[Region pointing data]
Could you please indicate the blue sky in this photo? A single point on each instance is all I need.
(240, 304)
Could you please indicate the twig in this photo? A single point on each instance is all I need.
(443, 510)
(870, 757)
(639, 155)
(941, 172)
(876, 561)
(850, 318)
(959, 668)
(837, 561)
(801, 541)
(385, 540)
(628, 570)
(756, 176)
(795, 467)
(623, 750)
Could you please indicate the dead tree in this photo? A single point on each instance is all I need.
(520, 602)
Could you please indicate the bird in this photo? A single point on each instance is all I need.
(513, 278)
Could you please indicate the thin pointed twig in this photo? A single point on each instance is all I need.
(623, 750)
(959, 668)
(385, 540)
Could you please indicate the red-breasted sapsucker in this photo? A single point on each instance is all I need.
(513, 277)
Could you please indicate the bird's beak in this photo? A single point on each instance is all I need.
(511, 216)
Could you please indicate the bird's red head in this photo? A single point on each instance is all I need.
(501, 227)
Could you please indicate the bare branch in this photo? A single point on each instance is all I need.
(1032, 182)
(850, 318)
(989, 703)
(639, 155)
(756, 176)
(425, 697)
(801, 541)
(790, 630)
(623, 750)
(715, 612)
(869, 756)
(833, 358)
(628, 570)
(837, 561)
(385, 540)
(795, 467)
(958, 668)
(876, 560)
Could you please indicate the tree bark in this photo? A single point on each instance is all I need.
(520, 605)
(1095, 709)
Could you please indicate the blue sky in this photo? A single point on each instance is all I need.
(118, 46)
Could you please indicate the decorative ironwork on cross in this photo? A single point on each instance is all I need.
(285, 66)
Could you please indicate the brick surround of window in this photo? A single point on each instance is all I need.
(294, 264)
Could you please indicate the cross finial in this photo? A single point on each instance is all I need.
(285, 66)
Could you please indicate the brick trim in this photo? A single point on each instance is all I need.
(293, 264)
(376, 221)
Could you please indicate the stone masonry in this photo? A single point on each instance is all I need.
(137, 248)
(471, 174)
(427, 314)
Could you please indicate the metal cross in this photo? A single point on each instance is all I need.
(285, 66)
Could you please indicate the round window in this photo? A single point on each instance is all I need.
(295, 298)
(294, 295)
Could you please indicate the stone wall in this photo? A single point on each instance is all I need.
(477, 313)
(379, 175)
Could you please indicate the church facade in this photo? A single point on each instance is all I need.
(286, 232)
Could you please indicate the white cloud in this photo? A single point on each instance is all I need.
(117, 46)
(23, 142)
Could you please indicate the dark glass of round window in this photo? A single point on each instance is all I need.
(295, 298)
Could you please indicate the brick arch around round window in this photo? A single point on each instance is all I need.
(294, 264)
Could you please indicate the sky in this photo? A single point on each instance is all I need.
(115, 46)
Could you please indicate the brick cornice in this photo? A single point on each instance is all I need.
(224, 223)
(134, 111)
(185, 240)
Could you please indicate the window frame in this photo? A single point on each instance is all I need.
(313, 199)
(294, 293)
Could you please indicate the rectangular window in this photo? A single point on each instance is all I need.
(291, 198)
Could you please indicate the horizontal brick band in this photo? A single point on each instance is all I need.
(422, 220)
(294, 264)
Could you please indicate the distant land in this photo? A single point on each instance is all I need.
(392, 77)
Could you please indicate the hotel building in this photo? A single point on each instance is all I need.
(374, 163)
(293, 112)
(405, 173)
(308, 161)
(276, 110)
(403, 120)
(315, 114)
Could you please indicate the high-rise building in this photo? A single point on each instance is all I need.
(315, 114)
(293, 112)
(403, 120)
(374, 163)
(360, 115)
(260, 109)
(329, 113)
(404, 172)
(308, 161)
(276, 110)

» **Task to complete**
Retype exactly, and only, the lines from the line holding "Could you please indicate the distant" through the last line of the data; both of those lines count.

» **Answer for the task**
Could you please indicate the distant land in this photo? A single point on each instance is all I need.
(392, 77)
Could you please indicate the hotel building in this photo? A single point on each instance is all I need.
(374, 163)
(293, 112)
(405, 173)
(308, 161)
(276, 110)
(403, 120)
(315, 114)
Could you please indicate the high-rise building in this photo? A single point on each instance is all I need.
(315, 114)
(293, 112)
(403, 120)
(374, 163)
(360, 115)
(260, 109)
(329, 113)
(404, 172)
(308, 161)
(276, 110)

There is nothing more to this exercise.